◆ Exercise objective:
Copy the following data line for line, changing nothing.

◆ Object point labels:

»»

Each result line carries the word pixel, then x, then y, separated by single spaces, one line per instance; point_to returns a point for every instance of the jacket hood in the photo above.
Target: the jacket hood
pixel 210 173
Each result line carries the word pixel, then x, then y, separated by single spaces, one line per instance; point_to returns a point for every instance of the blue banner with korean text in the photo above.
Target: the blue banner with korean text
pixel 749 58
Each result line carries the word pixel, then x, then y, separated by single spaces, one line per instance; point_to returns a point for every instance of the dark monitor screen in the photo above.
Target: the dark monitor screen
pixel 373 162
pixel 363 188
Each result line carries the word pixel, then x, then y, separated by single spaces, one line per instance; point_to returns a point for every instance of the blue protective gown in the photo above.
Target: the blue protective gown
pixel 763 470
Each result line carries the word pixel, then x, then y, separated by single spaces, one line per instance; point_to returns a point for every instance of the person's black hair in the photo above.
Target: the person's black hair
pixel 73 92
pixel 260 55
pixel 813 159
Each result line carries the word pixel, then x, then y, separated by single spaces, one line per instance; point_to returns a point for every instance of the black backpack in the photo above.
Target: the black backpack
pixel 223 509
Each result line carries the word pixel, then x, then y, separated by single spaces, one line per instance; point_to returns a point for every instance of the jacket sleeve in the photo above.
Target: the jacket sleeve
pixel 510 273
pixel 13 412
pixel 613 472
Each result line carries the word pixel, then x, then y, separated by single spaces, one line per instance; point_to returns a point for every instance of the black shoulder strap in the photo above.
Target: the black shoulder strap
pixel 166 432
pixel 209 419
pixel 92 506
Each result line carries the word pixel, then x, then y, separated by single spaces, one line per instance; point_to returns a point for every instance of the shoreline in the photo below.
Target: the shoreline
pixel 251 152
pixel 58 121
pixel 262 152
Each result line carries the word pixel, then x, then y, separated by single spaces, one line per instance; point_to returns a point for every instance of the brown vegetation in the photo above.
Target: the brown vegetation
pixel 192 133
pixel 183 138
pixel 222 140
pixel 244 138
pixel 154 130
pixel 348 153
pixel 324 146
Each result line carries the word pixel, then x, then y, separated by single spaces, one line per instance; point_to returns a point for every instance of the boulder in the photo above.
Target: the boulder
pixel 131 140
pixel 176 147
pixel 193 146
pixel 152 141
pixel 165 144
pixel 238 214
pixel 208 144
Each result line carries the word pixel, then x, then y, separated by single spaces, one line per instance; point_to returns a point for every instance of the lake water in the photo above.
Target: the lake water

««

◆ Complete output:
Each result line carries the word pixel, then x, then y, separated by single spaces, one line per instance; point_to returns a point for every instance of the jacket hood in the photo above.
Target: the jacket hood
pixel 210 173
Each result line carries the word pixel, then x, then y, separated by single spaces, one line per instance; point_to returns a point for every instance of the blue banner with korean text in the photo above.
Target: the blue banner with korean text
pixel 749 58
Each result line carries the word pixel, then x, then y, separated by single spaces, one line per instance; point_to returns a point for every instance of the dark monitor screen in the photo above.
Target: the dark monitor screen
pixel 373 162
pixel 363 188
Each result line carries the word pixel, then x, then y, separated by single spaces, one line per instance; point_to returns a point for every instance of the blue protective gown in the photo above.
Target: the blue protective gown
pixel 763 470
Each result line carries the word pixel, then x, then y, separated by single spaces, one line per instance; point_to returns a point for every instance of the person's black hair in the photo above.
Target: the person's black hair
pixel 73 92
pixel 260 55
pixel 813 159
Each result line carries the word pixel, then x, then y, separated by single spaces, one line per instance; point_to returns a point for every instance of the black backpack in the photo above.
Target: the black backpack
pixel 223 509
Each result line carries the word pixel, then x, then y, separated by single spaces, one line per instance; point_to returns a point for every instance of the jacket sleeve in the photo above.
Target: the jacket sleeve
pixel 510 273
pixel 13 412
pixel 613 472
Each result line carries the word pixel, then x, then y, separated by single spaces, one line per instance; point_to returns a point for every instance of the black shoulder strap in the photo above.
Target: the black shoulder strap
pixel 166 432
pixel 209 419
pixel 92 506
Each result line carries the word pixel, then x, then y, separated by single spaces, one line per instance; point_to returns a point for every instance of the shoreline in the photo below.
Target: the shoreline
pixel 251 152
pixel 58 121
pixel 262 152
Each result line carries the word pixel, then x, then y, separated by single spaces, one line per instance; point_to returns a point for every instance of the brown vegetation in the photo above.
Target: the brown vegetation
pixel 192 133
pixel 183 138
pixel 222 140
pixel 244 138
pixel 154 130
pixel 348 153
pixel 324 146
Each result line carries the word pixel, then x, then y, separated by single spaces, one line per instance; point_to returns a point for every instance of the boulder in the photo above.
Target: the boulder
pixel 131 140
pixel 176 147
pixel 193 146
pixel 152 141
pixel 165 144
pixel 238 214
pixel 208 144
Each result line carries the word pixel, then x, then y, separated by single spaces, one line per instance; point_to returns a point for every instance of the lake water in the photo above.
Target: the lake water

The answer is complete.